**EXERCISE TEXT:**
- Court: Privy Council
- Full case name: “A” Appellant v Michael Bernard Bottrill Respondent
- Decided: 6 September 2002
- Citation: [2002] UKPC 44
- Transcript: High Court judgment PC judgment

Court membership
- Judges sitting: Lord Nicholls of Birkenhead, Lord Hope of Craighead, Lord Hutton, Lord Millett, Lord Rodger of Earlsferry

Keywords
- negligence

= A v Bottrill =

A v Bottrill [2002] UKPC 44 is a cited case in New Zealand regarding the awarding of exemplary damages.

==Background==

Dr Bottrill was a pathologist in Gisborne. Due to his negligence, he misread A's slides for cervical cancer, resulting in her delaying her treatment.

Barred by ACC law from pursuing Bottrill in court for ordinary damages for her suffering, A instead sued him for exemplary damages, which is a far higher standard to meet.

**DIRECTIONS:**
a) According to the case text, what was Dr Bottrill's profession, and where did he work?
b) Write the next part of the A v Bottrill case text, starting after its final sentence.

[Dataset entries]
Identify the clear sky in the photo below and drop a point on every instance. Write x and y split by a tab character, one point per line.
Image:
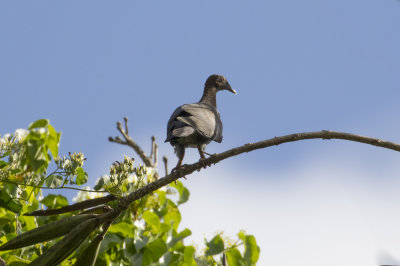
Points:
296	65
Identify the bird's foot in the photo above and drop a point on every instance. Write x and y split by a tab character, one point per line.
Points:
178	168
203	163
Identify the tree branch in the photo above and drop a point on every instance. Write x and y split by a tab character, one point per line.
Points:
74	207
129	142
188	169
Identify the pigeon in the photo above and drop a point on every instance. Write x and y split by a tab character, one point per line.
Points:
196	125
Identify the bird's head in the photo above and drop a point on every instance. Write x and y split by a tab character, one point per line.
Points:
219	82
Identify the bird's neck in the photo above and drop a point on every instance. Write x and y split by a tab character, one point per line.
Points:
209	96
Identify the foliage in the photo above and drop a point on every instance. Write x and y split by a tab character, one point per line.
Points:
147	233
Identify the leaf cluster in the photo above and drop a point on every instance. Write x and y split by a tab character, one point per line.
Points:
147	233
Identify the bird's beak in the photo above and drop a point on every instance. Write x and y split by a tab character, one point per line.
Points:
229	88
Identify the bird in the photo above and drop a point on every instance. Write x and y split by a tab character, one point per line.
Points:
196	125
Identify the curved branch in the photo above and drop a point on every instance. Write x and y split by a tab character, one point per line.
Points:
188	169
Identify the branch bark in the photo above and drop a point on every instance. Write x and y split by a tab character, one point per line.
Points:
188	169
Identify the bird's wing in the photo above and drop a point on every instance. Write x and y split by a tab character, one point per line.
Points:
204	119
176	128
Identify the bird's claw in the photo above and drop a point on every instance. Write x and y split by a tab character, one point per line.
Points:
178	168
203	163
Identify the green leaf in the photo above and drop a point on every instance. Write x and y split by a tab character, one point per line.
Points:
252	251
162	195
215	246
39	123
4	164
140	242
100	184
110	241
81	176
37	155
123	229
7	202
188	256
152	219
153	251
234	258
53	140
183	192
178	237
54	201
54	181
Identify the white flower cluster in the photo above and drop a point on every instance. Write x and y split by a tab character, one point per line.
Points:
86	195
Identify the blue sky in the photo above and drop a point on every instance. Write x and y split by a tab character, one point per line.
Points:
296	65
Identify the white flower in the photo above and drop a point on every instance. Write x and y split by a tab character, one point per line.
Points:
40	130
20	134
85	195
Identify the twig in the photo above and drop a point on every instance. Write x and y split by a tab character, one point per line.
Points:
74	207
165	160
153	142
155	155
188	169
129	142
73	188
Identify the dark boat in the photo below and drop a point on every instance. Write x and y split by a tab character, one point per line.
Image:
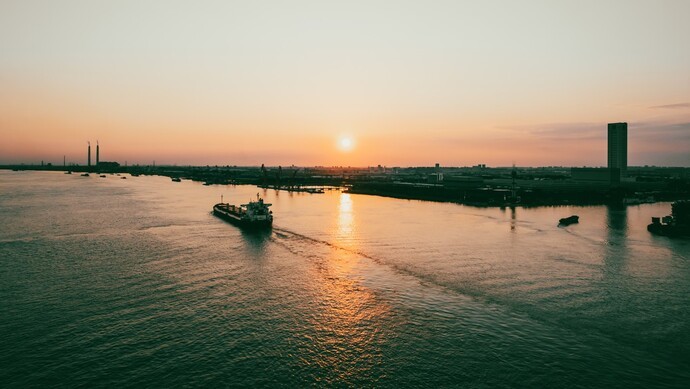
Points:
675	224
253	215
566	221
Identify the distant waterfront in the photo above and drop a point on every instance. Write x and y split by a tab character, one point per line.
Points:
478	185
107	282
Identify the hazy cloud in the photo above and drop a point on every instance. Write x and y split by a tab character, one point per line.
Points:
672	106
561	131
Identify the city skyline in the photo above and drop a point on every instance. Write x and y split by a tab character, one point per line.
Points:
399	84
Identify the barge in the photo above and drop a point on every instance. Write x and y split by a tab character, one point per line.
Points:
253	215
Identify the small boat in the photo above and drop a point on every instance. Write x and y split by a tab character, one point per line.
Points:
253	215
675	224
566	221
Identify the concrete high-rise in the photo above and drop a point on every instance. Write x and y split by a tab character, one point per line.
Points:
618	150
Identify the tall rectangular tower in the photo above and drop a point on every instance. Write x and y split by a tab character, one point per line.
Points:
618	148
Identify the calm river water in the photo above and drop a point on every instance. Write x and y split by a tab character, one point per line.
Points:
107	282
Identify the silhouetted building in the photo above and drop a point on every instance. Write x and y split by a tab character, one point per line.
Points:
618	150
595	174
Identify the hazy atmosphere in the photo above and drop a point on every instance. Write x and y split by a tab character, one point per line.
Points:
352	83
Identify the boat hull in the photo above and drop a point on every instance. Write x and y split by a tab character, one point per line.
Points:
237	220
566	221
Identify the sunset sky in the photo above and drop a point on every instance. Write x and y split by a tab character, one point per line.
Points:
407	83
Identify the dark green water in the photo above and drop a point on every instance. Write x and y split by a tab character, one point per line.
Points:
133	283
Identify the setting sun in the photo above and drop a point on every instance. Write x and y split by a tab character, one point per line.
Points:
346	143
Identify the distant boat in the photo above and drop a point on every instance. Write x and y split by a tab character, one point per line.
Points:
566	221
675	224
253	215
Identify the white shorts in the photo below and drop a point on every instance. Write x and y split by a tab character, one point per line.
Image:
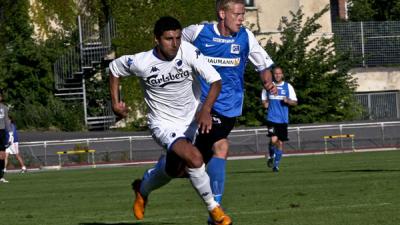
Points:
13	149
166	134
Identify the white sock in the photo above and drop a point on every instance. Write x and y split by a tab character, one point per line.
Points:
154	178
201	182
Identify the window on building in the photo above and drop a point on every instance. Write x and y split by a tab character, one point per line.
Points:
249	3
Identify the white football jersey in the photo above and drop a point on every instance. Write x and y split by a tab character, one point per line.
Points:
171	88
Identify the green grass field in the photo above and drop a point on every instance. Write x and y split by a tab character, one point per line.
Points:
341	189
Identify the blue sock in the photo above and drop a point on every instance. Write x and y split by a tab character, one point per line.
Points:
278	156
271	150
216	172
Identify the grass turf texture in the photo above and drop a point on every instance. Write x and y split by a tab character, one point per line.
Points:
341	189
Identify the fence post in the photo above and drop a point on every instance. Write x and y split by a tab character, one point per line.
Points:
130	148
256	132
45	153
362	42
341	135
383	133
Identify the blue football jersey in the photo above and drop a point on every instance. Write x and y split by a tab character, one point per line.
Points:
228	55
278	111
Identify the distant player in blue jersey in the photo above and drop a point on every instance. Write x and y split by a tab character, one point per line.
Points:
4	141
228	46
169	74
278	116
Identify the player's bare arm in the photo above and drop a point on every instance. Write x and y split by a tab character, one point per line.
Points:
118	106
204	117
266	78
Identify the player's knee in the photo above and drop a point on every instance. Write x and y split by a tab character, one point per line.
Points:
221	148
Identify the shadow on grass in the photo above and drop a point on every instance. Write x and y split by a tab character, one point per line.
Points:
135	223
360	171
247	171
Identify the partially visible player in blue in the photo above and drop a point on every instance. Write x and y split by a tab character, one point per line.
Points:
228	46
278	116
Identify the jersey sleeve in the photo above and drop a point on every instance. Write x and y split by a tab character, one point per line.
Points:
258	56
200	64
124	66
191	32
264	96
292	93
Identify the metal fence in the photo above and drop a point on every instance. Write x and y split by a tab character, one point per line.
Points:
380	105
370	43
248	142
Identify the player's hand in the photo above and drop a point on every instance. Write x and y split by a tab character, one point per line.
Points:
120	109
10	137
204	120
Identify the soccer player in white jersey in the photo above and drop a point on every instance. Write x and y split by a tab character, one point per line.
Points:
278	116
169	75
228	46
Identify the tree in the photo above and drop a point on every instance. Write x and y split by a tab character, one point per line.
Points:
135	21
319	75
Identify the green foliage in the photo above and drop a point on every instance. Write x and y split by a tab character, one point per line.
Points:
26	73
374	10
318	74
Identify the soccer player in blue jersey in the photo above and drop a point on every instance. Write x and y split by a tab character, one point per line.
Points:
4	142
278	116
228	46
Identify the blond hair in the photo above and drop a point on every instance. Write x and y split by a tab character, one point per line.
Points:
224	4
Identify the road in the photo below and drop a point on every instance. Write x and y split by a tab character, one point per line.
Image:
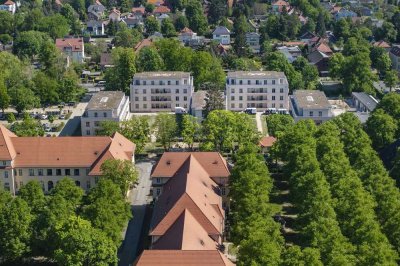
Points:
139	198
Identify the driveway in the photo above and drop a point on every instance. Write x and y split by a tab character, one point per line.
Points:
139	198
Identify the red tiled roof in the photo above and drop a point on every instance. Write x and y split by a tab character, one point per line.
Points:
267	141
182	258
88	152
161	10
75	43
170	162
191	188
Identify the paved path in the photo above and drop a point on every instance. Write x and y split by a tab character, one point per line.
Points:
258	121
139	200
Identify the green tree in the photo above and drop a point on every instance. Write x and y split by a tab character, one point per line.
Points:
165	129
120	172
78	243
15	222
168	28
191	130
105	207
391	79
151	25
119	77
149	59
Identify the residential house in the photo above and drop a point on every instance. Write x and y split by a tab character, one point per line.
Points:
256	89
394	55
266	143
161	10
96	11
48	160
363	102
115	15
72	48
104	106
213	166
291	53
253	41
95	27
382	44
198	104
310	104
280	5
344	13
222	35
161	91
321	61
9	6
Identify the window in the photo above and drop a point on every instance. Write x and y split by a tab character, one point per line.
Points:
223	191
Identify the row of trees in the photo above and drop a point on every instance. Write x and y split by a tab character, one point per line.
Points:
66	226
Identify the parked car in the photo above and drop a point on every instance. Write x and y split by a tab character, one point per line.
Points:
250	111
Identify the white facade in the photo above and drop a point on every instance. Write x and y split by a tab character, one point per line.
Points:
161	91
310	104
256	89
104	106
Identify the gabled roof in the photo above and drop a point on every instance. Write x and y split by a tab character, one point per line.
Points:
191	189
170	162
7	151
161	10
87	152
221	30
185	234
182	258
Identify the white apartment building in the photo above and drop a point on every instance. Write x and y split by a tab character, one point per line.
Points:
48	160
161	91
256	89
104	106
311	104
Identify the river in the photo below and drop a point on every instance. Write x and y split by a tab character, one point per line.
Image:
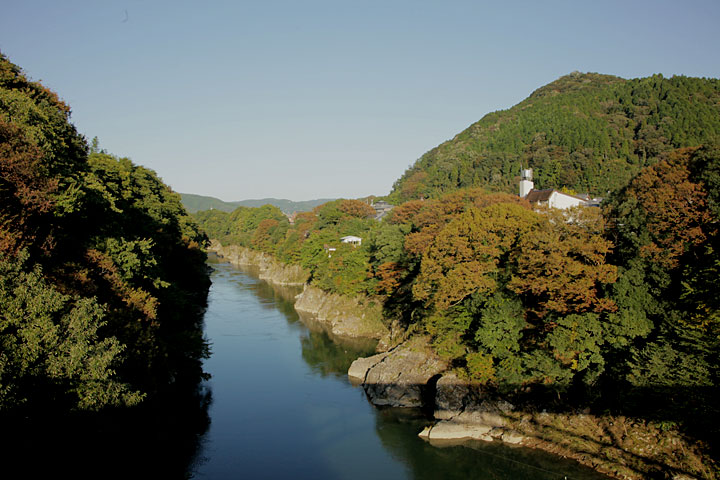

**ANSWERS BELOW:**
a) He was a pathologist in Gisborne.

b)
Her High Court claim in 1999 was dismissed, as well as her subsequent appeal to the Court of Appeal.

==Decision==

The Privy Council upheld her appeal, and referred the matter back to court. The appeal was helped by new evidence of Dr Bottrill's negligence.

Footnote: Subsequent to her 1999 claim being dismissed, it was discovered that Bottrill had misread numerous other people's slides, causing a national uproar, resulting in a Commission of Inquiry.